#### What you need to do:
[a] From the article on the House stimulus bill, copy out everything from "An enormous fiscal" down to "it through the Senate.".
[b] According to the article on the House stimulus bill, what was the vote by which the bill passed the House?

#### Given text:
An enormous fiscal stimulus proposal successfully passed through the Democrat-led House of Representatives but has no chance of making it through the Senate.
Less than two months after the US’s $2.2 trillion stimulus package, the House of Representatives in the US Congress has passed a bill for a further stimulus of $3 trillion.
The bill passed in the Democrat-dominated chamber by 208 to 199; the one Republican to vote for it was outgoing Representative Peter King of New York, a state that has been hit especially hard by the virus. (Interestingly, King voted against Obama’s American Recovery and Reinvestment Act in 2009, a stimulus that ended up costing $831 million.)
However, 14 Democrats voted against it, and there is almost no way it will pass through the Senate. The Upper House’s Majority Leader Mitch McConnell dismissed it as a “liberal wish list”, and led a chorus of Republican voices arguing for evidence that March’s $2.2 trillion stimulus has actually worked. Naturally, since the stimulus was meant to keep the economy alive rather than giving it an enormous boost, “evidence” of its success will seem thin on the ground for some time; in any case, the terms of its success will be hard-fought between both parties.
The currently proposed bill has most likely been rejected by Republicans because it has little to do, prima facie, with keeping big business afloat – one of the key priorities of the original stimulus. Instead, this bill has more to do with local government and the man on the street than with Wall Street or even Main Street, as well as being fairly healthcare-focused. $200 billion would comprise hazard pay for frontline workers and other key workers; $175 billion would cover rent, mortgage and utility payments for renters and homeowners; and $75 billion would be for boosting testing and contact tracing. Most significantly, $875 billion would be allocated to state and local governments, with $20 billion for tribal governments and a further $20 billion for US territories – an allocation that has been hotly fought by the GOP.

Stored entries:
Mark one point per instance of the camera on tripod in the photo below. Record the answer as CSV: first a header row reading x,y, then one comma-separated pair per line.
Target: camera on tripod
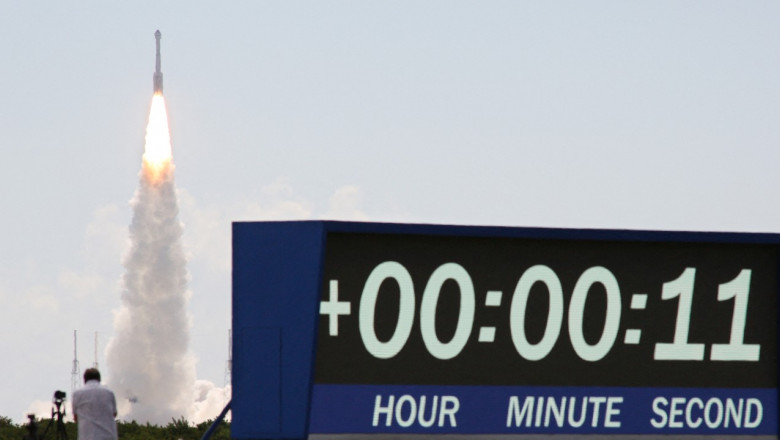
x,y
57,416
59,397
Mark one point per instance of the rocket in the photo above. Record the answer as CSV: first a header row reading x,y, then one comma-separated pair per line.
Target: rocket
x,y
157,72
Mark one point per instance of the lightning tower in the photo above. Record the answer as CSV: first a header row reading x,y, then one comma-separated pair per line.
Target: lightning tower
x,y
75,373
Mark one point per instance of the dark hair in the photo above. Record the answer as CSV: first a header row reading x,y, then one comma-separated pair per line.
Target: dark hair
x,y
91,374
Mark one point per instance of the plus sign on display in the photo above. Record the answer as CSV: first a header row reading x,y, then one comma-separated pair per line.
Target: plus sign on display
x,y
347,330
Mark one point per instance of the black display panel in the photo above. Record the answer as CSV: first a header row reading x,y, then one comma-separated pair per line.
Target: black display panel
x,y
545,312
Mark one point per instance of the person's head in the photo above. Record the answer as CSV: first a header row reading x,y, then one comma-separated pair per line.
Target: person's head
x,y
91,374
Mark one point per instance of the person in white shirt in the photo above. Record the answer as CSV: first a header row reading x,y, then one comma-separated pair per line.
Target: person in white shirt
x,y
94,409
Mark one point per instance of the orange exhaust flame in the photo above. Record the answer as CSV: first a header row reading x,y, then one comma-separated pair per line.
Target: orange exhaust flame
x,y
158,154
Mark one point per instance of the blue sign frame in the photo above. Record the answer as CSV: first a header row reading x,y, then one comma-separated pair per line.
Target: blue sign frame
x,y
277,288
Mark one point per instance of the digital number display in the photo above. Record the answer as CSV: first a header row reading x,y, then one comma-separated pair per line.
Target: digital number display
x,y
352,330
479,335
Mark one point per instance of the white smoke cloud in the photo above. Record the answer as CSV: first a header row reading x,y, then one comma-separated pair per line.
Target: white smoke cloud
x,y
148,357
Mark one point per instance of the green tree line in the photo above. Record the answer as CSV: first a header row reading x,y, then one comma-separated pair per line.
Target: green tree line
x,y
175,430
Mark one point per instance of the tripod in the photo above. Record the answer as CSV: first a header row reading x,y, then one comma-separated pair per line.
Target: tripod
x,y
60,433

#### Activity answers:
[a]
An enormous fiscal stimulus proposal successfully passed through the Democrat-led House of Representatives but has no chance of making it through the Senate.

[b] 208 to 199